** BEGIN RECORDS PROVIDED **
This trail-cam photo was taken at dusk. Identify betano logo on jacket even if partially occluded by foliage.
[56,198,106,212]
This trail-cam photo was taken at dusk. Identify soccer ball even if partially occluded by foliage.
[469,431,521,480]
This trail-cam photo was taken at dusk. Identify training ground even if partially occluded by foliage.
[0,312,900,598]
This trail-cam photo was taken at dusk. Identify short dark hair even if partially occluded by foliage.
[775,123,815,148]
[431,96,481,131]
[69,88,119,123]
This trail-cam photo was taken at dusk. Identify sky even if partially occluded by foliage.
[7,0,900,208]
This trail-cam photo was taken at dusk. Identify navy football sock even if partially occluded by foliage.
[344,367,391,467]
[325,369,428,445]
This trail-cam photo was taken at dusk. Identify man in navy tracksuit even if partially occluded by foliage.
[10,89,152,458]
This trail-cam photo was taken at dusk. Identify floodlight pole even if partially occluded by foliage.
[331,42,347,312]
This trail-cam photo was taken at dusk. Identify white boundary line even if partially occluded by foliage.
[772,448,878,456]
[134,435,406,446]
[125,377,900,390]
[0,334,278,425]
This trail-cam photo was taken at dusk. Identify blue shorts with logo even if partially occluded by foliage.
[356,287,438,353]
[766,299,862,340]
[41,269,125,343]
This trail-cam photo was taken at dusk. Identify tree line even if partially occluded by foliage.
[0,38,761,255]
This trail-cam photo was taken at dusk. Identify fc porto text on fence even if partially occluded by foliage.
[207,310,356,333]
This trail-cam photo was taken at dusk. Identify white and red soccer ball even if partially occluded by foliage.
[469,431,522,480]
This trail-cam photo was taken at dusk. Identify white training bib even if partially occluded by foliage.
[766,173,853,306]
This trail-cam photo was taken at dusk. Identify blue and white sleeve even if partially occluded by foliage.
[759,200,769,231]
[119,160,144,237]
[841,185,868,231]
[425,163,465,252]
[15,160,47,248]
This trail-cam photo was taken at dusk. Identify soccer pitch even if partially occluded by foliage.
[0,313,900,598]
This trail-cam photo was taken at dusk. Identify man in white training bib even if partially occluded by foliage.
** END RECORDS PROVIDED **
WHAT IS EXPECTED: Format the lines from the first line through the line containing "[0,334,278,425]" as a numbered list, omitting any blank lines.

ANSWER FOR THE TASK:
1. This trail-cam photo was taken at dusk. Identify betano logo on jacket even if partially occluded by foliage.
2. [56,198,106,212]
3. This trail-cam photo was taken at dusk. Identify soccer ball even if partially occluded by foliage.
4. [469,431,521,480]
5. This trail-cam photo was taken at dusk. Identify training ground even if partially occluded by foliage.
6. [0,312,900,598]
7. This trail-cam photo was taken at dusk. Identify short dark hair even if partially occluded by foliage.
8. [775,123,815,148]
9. [431,96,481,131]
10. [69,88,119,123]
11. This trail-cam photo was taken at dusk. Identify sky even if partially occluded by foliage.
12. [7,0,900,208]
13. This trail-cam photo was taken at dusk. Identify navy football sock even if partially occluded by foliage.
14. [344,367,391,467]
15. [325,369,428,445]
16. This trail-cam photo was taken at dusk. Identify man in navy tracksuit even if partially occluded by foliage.
17. [10,89,152,458]
18. This trail-cam photo was taken at dusk. Identify floodlight pole even if partially occluded by foliage.
19. [331,42,347,312]
20. This trail-cam photo was taken at dusk. Identify white boundary line even if partially occluded by foliage.
21. [772,448,878,456]
22. [134,435,406,446]
23. [125,377,900,390]
24. [0,334,278,425]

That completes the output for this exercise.